| TEXT EXCERPT |
TVD Radar: True Love Cast Out All Evil: The Songwriting Legacy of Roky Erickson in stores 11/15

VIA PRESS RELEASE | True Love Cast Out All Evil: The Songwriting Legacy of Roky Erickson is due out November 15, 2021 through Texas A&M University Press. “Roky was one of Texas’ most original and unique singer-songwriters,” author Brian T. Atkinson says. “His short time fronting the psychedelic rock pioneers the 13th Floor Elevators in the ’60s made him a cult legend, but his 50-year solo career that followed was barely noticed. Hopefully, this book will shine a light on that important and influential time in Texas music.” This is Atkinson’s fifth book with TAMU Press following volumes on Erickson’s fellow icons Townes Van Zandt, Ray Wylie Hubbard, and Mickey Newbury.

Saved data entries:

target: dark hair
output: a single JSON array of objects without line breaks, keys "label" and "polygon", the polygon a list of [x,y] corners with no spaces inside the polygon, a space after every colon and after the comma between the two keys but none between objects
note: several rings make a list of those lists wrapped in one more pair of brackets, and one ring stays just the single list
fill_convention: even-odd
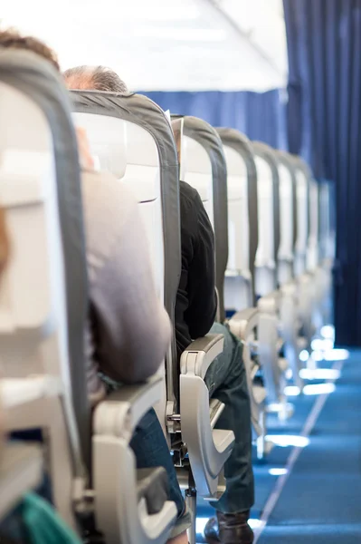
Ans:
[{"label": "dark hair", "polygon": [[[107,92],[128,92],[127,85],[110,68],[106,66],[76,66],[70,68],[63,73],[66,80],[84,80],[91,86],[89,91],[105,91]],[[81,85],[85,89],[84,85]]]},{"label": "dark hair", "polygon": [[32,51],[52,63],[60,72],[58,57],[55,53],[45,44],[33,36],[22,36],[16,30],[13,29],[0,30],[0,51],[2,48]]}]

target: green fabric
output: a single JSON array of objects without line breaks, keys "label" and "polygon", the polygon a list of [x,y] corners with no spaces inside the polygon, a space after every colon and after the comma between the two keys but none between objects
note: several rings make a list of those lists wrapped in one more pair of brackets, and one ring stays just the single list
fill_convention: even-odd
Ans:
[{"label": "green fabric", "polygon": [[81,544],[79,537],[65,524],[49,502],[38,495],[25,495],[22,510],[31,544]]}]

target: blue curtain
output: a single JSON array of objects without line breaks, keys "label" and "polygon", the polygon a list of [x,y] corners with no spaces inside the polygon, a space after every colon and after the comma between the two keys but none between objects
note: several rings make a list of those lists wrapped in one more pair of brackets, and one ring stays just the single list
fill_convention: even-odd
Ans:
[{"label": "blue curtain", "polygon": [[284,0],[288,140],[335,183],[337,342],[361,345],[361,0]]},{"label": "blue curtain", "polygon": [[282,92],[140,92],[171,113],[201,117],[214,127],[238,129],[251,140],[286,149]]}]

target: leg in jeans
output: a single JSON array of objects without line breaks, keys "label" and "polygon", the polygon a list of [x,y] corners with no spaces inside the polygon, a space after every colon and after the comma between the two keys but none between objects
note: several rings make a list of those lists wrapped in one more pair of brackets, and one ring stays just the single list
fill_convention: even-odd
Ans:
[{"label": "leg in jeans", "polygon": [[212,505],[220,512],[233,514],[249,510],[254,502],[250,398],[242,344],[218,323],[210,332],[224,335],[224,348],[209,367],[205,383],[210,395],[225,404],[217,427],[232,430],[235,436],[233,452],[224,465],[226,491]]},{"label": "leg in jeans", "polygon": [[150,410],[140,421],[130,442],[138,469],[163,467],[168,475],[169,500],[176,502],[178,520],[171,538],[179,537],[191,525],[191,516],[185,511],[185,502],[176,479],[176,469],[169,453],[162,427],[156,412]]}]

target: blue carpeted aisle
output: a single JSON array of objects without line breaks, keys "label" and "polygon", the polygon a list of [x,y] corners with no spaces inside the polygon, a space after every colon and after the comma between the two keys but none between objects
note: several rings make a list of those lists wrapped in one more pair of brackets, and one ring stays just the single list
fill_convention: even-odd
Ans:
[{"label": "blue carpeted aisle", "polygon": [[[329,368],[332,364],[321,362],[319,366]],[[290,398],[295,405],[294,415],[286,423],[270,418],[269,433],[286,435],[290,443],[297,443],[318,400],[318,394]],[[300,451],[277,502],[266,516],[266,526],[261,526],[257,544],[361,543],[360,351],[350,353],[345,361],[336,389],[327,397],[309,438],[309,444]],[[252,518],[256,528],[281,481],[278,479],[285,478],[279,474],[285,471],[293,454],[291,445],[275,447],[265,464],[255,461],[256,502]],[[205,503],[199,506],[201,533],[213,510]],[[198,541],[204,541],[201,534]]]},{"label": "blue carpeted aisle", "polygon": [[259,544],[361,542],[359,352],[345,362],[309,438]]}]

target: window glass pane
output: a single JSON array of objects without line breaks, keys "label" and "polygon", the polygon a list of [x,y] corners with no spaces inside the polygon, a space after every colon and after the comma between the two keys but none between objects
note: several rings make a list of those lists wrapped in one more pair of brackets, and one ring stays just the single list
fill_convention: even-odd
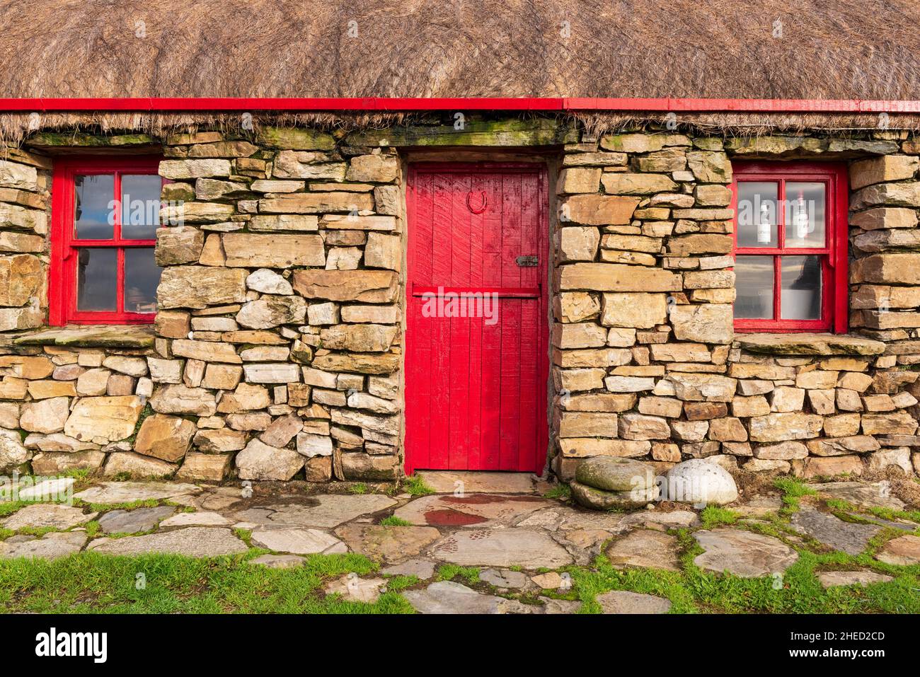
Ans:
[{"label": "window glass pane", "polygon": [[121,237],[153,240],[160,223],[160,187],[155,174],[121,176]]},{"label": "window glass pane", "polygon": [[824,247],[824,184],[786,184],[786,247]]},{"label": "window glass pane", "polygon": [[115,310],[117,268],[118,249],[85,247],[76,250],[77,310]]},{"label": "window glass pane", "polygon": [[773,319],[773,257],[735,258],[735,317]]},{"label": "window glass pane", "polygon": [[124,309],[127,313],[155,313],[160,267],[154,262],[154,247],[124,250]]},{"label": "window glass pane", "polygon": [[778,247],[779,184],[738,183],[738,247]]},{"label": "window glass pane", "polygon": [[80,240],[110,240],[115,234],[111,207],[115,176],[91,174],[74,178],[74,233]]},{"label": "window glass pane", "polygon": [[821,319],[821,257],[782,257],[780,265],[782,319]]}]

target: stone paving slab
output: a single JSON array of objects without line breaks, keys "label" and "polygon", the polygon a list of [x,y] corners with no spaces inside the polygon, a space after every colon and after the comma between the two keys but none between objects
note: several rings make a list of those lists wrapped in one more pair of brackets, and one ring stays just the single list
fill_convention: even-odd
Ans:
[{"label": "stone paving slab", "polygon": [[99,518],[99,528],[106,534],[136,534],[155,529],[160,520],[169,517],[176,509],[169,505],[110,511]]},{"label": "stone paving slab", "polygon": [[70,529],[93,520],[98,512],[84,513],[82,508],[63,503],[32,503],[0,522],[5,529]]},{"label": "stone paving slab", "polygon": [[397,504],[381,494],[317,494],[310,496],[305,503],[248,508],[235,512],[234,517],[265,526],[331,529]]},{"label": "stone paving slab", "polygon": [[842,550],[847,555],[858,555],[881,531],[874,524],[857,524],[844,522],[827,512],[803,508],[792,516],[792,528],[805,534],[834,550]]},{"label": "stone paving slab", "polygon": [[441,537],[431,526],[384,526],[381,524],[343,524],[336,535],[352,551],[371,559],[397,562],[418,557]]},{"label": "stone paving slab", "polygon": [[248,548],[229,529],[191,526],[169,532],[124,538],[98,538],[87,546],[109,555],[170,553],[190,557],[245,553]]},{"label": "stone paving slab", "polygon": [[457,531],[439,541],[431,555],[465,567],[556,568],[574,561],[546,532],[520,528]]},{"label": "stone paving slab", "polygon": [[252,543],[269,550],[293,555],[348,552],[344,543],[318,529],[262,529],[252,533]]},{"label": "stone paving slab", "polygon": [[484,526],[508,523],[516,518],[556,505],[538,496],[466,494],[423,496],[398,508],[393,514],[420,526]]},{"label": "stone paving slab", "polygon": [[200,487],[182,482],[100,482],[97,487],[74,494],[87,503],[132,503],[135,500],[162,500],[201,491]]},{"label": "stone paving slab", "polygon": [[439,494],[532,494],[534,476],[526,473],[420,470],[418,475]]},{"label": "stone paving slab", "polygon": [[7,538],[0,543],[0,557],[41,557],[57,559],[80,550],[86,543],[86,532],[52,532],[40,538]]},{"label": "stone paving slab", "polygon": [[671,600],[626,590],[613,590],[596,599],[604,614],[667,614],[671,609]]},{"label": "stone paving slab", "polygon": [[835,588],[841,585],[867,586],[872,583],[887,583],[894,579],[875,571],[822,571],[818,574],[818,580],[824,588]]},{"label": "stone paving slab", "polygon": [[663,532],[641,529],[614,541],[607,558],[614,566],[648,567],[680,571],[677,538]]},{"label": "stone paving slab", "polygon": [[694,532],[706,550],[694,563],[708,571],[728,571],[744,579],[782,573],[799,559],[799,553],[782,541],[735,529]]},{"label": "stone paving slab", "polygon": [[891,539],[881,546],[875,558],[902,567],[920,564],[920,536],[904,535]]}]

| WHAT YOU NEED TO DO |
1 - Reproduce the passage of the book announcement from "TVD Radar: True" up to and including "and Mickey Newbury.".
2 - According to the book announcement, on what date is the book due out?
3 - Continue the book announcement beyond its final sentence.

| ANSWERS BELOW |
1 -
TVD Radar: True Love Cast Out All Evil: The Songwriting Legacy of Roky Erickson in stores 11/15

VIA PRESS RELEASE | True Love Cast Out All Evil: The Songwriting Legacy of Roky Erickson is due out November 15, 2021 through Texas A&M University Press. “Roky was one of Texas’ most original and unique singer-songwriters,” author Brian T. Atkinson says. “His short time fronting the psychedelic rock pioneers the 13th Floor Elevators in the ’60s made him a cult legend, but his 50-year solo career that followed was barely noticed. Hopefully, this book will shine a light on that important and influential time in Texas music.” This is Atkinson’s fifth book with TAMU Press following volumes on Erickson’s fellow icons Townes Van Zandt, Ray Wylie Hubbard, and Mickey Newbury.

2 - November 15, 2021

3 -
In True Love Cast Out All Evil, more than 70 friends including Henry Rollins, Creedence Clearwater Revival’s Stu Cook and Butthole Surfers’ King Coffey, as well as disciples such as the Meat Puppets’ Cris Kirkwood, Mogwai’s Stuart Braithwaite, the Black Angels’ Alex Maas, and Okkervil River’s Will Sheff testify. “Roky’s voice was undeniable,” Coffey says. “He screamed and yelled like great Texas blues singers — freaky, rocking, weird. Roky was a visionary singer and songwriter.” “Roky Erickson opened the door,” echoes legendary outlaw country singer-songwriter Ray Wylie Hubbard. “He showed the way. Bands today still strive for what he brought.”

Erickson simply sang like serpents shaded his shadows. After all, the mystical and mythical Austin-based singer-songwriter and psychedelic-drug enthusiast delivered from deepest depths. However, his “transcendence came with a price,” Atkinson writes in the book’s introduction. Through interviews with those who were there and presentation of Erickson’s own words, Atkinson chronicles how Erickson was haunted for most of his life by mental illness, likely compounded by his liberal use of hallucinogens.

His influence on Texas musicians throughout several genres with high watermark albums such as The Evil One and Don’t Slander Me remains vast, nonetheless. “Roky stands alone to this day,” ZZ Top frontman Billy Gibbons says in his foreword. “He was out and out one of the wildest rock singers. Roky is revered.”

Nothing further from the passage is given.